Locate each line in the rows below that contains the string "hair", and copy those lines out. Case counts.

─── RECORDS FOR PROCESSING ───

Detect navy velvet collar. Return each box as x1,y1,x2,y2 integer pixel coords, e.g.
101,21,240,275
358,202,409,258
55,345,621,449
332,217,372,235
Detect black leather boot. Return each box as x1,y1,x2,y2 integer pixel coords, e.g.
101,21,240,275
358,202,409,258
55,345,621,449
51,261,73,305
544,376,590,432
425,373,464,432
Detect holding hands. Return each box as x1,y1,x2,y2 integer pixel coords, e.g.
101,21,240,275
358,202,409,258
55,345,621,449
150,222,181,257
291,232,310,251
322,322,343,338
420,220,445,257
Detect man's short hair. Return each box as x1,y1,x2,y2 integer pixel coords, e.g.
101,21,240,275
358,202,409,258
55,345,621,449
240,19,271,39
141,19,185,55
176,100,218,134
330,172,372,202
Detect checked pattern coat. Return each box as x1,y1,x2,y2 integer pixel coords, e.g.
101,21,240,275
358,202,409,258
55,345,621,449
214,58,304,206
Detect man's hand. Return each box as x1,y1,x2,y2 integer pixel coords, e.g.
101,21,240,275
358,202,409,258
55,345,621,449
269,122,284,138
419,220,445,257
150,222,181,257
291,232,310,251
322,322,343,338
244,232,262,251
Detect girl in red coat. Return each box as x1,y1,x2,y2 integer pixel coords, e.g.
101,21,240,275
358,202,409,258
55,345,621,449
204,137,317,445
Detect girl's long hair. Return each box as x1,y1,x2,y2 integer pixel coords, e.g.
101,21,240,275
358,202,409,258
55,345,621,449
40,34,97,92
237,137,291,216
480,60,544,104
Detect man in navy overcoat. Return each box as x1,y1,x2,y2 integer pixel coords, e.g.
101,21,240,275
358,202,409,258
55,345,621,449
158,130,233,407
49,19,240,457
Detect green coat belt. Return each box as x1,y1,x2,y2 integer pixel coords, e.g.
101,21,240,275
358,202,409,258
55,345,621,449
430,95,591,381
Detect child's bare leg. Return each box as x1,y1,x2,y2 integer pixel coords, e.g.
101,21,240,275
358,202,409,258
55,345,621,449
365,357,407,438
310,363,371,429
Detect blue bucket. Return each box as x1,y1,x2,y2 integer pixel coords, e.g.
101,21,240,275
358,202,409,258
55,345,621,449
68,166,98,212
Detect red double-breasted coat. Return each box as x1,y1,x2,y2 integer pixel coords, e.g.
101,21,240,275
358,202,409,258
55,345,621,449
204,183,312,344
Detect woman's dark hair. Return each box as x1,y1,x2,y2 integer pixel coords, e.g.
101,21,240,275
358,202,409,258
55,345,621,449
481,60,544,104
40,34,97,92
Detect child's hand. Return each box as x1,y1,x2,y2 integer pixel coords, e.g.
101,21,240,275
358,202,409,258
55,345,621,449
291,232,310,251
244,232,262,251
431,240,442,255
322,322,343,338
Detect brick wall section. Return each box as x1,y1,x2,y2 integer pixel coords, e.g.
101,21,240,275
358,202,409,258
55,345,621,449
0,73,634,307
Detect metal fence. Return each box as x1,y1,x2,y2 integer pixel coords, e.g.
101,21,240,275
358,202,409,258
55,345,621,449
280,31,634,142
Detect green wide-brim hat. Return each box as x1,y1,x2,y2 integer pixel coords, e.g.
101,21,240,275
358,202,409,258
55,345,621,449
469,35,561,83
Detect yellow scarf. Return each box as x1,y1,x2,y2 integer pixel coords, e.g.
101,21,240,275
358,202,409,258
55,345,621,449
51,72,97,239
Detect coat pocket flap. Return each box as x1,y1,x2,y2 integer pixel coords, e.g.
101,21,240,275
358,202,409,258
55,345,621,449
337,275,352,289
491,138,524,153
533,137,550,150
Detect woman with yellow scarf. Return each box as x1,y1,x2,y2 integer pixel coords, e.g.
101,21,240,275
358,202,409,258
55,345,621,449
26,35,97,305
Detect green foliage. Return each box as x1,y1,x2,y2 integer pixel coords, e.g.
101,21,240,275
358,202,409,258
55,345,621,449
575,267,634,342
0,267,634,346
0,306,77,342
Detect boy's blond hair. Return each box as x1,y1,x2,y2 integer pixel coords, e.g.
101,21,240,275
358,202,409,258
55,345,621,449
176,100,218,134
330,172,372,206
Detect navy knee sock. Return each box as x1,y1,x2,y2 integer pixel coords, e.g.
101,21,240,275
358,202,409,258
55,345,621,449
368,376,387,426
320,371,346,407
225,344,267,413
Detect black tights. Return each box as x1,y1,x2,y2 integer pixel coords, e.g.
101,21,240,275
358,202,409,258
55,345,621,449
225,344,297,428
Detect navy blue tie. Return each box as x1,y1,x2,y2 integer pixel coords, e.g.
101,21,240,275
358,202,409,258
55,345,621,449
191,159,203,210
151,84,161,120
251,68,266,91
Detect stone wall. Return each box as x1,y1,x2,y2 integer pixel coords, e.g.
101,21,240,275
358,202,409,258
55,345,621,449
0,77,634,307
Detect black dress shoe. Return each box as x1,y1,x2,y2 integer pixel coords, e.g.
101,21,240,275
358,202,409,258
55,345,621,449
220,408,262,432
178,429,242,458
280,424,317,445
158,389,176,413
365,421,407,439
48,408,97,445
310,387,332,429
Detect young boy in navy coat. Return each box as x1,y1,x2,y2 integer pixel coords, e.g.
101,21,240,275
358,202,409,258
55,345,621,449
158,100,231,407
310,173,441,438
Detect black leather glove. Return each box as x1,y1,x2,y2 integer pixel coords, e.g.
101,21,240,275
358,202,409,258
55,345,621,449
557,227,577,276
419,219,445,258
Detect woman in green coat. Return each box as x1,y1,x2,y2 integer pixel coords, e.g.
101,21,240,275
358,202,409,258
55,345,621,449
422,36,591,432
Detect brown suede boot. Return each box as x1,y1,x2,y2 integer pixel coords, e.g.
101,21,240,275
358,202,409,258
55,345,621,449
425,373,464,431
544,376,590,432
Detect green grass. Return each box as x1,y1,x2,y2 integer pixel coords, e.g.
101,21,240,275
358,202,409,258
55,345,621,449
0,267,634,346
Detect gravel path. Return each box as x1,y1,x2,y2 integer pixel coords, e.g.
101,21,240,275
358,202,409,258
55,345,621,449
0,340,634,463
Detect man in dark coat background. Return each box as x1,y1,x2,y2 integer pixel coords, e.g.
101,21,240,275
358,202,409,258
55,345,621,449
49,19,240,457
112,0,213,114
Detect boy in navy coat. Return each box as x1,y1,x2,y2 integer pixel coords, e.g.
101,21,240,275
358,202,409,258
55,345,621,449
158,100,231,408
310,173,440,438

───

§ REPLY TO THE EXERCISE
Detect man's short hair. Return each box as x1,y1,x2,y2 integer pixel coords, e.g.
Detect girl's long hair. Return each box as x1,y1,x2,y2 integer pixel coords, e.g.
Detect woman's dark hair. Return each box as x1,y1,x2,y2 integer pixel coords, e.g.
Detect boy's blond hair. Return each box as x1,y1,x2,y2 integer pixel coords, e.g.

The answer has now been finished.